Your task ->
Answer these questions about the text on redshift space distortions:
(a) From which simulations, and at what redshift, were the training and validation halo fields taken?
(b) What loss function does the method use?
(c) About how much does the combined approach improve on linear theory alone and on the neural network alone?

Supplied passage ->
***

From Redshift to Real Space: Combining Linear Theory With Neural Networks
Spectroscopic redshift surveys are key tools to trace the large-scale structure (LSS) of the Universe and test the $Λ$CDM model. However, using redshifts as distance proxies introduces distortions in the 3D galaxy distribution. If uncorrected, these distortions lead to systematic errors in LSS analyses and cosmological parameter estimation. We present a new method that combines linear theory (LT) and a neural network (NN) to mitigate redshift space distortions (RSDs). The hybrid LT+NN approach is trained and validated on dark matter halo fields from z = 1 snapshots of the Quijote N-body simulations. LT corrects large-scale distortions in the linear regime, while the NN learns quasi-linear and small-scale features. The LT correction is applied first, then the NN is trained on the resulting fields to improve accuracy across scales. The method uses a Mean Squared Error (MSE) loss and yields significant performance gains: approximately 50% improvement over LT alone and 12% over NN alone. The reconstructed fields from the LT+NN method show stronger correlations with the true real-space fields than either LT or NN separately. The hybrid method also improves clustering statistics such as halo-halo and halo-void correlations, with benefits extending to BAO scales. Compared to NN-only, it provides better suppression of spurious anisotropies on large and quasi-linear scales, as measured by the quadrupole moments of correlation functions. This work shows that combining a physically motivated dynamical model with a machine learning algorithm leverages the strengths of both approaches. The LT+NN method achieves high accuracy with modest training data and computational cost, making it a promising tool for future applications to more realistic galaxy surveys.

***

Provided data ->

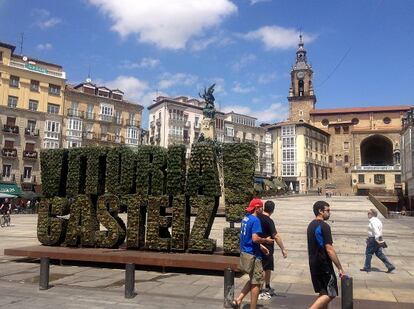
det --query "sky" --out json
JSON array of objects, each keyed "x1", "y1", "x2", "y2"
[{"x1": 0, "y1": 0, "x2": 414, "y2": 128}]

***

Expected output ->
(a) From z = 1 snapshots of the Quijote N-body simulations.
(b) A Mean Squared Error (MSE) loss.
(c) About 50% over linear theory alone and 12% over the neural network alone.